• [To do]:
The result should be every line in the material below containing the string "photo".
** Opening Data excerpts block **
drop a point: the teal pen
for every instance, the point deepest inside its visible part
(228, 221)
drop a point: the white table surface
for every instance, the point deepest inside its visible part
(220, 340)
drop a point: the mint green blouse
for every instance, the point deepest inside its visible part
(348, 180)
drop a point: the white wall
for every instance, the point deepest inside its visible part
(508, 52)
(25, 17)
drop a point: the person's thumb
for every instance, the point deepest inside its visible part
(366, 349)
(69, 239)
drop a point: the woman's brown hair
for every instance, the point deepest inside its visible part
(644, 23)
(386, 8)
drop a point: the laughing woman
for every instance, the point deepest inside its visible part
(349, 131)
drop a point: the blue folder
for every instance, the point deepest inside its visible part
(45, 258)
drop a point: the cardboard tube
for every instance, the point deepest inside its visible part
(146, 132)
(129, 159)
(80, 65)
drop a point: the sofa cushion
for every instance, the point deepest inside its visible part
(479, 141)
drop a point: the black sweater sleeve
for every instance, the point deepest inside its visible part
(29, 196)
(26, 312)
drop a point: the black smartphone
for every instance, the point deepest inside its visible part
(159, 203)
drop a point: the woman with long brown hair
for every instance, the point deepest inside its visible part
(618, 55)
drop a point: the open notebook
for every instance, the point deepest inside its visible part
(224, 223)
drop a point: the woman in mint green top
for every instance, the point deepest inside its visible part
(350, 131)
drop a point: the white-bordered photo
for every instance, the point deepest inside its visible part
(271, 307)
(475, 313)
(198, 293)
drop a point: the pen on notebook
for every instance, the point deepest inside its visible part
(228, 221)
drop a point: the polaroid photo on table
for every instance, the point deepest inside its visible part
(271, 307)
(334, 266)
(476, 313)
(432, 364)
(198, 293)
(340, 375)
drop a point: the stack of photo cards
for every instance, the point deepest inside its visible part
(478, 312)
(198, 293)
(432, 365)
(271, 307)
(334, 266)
** Closing Data excerpts block **
• [Task solution]:
drop a point: the white-bordered photo
drop a point: the polaroid photo on table
drop a point: the stack of photo cards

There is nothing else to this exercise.